## Tasks to complete
1. In the editorial on protecting city seniors, why can't the senior citizen it describes get out of her apartment?
2. Write out the part of the editorial on protecting city seniors that begins at the words "Think about that" and stops after the words "stay at home.".

INSIDERNJ Editorial: Protect Our Cities’ Seniors and Children while Creating Jobs NOW
If fighting COVID-19 can take out a young police officer, a senior afraid for her life at the thought of going outside to secure medication, groceries and other essentials – has a far diminished survival rate on the streets. Cities are the first line of defense for seniors who are vulnerable to this disease.
And our cities are failing.
Right now, we need state, county and local leaders to marshal the assets they have and strategically respond to the realities in our most vulnerable communities — where densely populated living conditions and inter-generational poverty besiege the residents most susceptible to contracting COVID-19.
You hear the anecdotal stories about people refusing to abide by New Jersey’s stay at home order: groups of kids riding bikes with abandon in Paterson and Newark, two of our most impacted areas, in a state where we’re hovering at the 100,000 mark of positive COVID-19 cases. That’s bad enough.
Then you hear about senior citizens afraid to go outside because of people congregating on street corners. While people watched and filmed in the street, police shot a man dead today in Paterson, sparking an investigation by the Attorney General. This happened just this afternoon, but the threat is there every day. People – sometimes menacingly and with obvious ill intent as they ply their trades – and certainly without care for those walled off from the world, cluster on sidewalks in ignorance or defiance of social distancing.
Think about that senior citizen inside her apartment who can’t get out because of those people standing around on the sidewalk in front of her home.
She’s inside with dwindling resources.
She’s abiding by the order to stay at home.
She is unable to open her front door to walk to the store.
Forget about going to get a coronavirus test.

## Supplied records
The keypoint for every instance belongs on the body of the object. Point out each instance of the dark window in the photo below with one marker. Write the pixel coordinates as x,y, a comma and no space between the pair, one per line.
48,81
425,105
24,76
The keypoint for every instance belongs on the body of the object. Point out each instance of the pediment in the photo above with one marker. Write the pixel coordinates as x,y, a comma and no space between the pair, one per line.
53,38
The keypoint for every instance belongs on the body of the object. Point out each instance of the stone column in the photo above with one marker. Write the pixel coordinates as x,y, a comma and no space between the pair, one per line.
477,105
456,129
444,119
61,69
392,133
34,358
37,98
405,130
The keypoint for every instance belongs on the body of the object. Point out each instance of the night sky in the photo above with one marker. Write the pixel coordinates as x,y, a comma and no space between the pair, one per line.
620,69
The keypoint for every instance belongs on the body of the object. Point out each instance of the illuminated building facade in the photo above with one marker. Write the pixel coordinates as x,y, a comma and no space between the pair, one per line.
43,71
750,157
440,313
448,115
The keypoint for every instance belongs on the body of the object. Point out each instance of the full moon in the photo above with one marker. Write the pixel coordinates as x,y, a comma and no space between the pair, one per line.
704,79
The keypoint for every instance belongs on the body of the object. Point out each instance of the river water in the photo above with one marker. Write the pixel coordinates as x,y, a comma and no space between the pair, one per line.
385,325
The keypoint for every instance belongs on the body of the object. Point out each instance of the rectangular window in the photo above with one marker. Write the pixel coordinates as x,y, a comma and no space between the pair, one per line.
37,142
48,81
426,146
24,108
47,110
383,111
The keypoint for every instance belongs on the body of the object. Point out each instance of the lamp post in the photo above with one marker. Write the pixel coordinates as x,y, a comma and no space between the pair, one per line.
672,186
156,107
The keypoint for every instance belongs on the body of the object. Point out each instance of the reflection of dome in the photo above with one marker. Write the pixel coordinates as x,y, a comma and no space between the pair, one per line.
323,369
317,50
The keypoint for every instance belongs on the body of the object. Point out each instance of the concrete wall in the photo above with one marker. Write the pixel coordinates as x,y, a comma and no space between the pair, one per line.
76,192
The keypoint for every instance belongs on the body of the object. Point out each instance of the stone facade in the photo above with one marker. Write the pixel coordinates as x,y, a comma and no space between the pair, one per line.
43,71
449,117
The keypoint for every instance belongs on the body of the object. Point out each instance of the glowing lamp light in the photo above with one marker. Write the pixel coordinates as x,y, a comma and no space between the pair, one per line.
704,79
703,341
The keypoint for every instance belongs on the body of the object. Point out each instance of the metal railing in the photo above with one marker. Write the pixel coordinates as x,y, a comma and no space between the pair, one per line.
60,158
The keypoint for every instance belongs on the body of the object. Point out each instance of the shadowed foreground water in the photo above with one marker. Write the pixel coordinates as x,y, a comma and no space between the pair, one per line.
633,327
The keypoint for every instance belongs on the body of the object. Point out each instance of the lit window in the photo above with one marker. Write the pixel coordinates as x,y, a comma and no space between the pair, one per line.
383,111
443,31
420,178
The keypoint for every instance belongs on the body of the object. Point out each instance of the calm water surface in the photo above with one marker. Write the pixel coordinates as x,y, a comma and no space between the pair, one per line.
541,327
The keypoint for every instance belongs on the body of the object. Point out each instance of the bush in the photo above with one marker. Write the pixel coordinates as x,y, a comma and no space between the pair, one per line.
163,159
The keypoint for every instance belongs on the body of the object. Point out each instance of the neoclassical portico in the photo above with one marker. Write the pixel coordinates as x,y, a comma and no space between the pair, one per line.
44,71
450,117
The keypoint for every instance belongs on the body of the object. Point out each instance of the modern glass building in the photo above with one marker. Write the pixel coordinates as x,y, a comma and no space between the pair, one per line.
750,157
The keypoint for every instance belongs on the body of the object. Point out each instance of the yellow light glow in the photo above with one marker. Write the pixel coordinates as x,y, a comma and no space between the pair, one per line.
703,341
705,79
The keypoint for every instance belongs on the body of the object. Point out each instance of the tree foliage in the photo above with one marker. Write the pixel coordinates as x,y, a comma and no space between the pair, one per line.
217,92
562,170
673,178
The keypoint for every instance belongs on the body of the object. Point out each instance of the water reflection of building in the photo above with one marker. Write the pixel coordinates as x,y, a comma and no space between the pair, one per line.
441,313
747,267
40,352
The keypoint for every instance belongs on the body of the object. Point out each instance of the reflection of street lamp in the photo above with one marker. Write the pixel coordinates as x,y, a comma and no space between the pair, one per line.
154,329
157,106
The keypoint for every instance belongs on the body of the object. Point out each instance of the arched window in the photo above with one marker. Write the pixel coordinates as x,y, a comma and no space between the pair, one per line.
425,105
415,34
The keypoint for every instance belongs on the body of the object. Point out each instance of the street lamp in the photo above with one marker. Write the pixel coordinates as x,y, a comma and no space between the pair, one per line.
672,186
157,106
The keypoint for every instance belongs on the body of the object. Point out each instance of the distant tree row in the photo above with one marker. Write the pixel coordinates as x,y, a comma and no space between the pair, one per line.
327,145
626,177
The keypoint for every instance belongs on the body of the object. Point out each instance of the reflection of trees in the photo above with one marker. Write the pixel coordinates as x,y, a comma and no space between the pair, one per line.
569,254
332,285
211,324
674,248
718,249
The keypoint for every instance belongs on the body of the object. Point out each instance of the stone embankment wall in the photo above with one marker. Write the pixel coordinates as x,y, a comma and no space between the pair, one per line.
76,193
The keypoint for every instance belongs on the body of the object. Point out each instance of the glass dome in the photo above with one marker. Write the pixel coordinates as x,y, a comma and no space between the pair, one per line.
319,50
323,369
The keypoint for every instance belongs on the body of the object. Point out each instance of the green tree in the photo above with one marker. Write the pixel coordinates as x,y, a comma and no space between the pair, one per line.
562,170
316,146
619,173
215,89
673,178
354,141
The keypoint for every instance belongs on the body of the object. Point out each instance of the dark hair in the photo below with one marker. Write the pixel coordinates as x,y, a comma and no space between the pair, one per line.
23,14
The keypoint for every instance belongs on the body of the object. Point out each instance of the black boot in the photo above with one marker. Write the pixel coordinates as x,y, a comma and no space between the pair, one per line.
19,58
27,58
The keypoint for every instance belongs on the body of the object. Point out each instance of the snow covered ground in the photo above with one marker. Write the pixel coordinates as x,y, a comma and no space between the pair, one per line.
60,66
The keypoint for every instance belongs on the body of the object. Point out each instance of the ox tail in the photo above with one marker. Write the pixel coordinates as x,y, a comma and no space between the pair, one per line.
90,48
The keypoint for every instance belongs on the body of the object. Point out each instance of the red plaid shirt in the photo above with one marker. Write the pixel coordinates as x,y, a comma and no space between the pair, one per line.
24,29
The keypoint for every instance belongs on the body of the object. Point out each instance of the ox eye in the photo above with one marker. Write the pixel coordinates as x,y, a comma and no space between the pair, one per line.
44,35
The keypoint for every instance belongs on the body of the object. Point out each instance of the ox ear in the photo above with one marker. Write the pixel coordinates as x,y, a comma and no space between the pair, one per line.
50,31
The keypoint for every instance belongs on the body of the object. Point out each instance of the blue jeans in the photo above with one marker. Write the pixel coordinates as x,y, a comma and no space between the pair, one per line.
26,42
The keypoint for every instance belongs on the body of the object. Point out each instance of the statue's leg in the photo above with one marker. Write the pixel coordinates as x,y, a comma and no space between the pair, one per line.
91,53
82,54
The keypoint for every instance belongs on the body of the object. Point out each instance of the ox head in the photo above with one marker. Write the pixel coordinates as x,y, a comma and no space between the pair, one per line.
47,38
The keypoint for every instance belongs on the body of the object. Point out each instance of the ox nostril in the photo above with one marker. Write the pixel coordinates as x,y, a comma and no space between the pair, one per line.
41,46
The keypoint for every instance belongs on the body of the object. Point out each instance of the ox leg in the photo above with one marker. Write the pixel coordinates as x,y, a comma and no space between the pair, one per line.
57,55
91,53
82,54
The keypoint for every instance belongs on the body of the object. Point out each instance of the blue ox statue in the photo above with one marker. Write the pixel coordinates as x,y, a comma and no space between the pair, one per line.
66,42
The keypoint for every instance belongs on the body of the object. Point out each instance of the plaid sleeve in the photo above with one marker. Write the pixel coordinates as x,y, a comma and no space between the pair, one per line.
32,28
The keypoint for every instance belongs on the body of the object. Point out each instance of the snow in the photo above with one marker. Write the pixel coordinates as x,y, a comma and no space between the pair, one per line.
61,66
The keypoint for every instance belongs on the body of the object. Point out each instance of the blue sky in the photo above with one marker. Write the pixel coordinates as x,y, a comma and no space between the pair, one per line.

## Results of the tasks
1. She can't get out because people are standing around on the sidewalk in front of her home. Seniors are afraid to go outside because of people congregating on street corners.

2.
Think about that senior citizen inside her apartment who can’t get out because of those people standing around on the sidewalk in front of her home.
She’s inside with dwindling resources.
She’s abiding by the order to stay at home.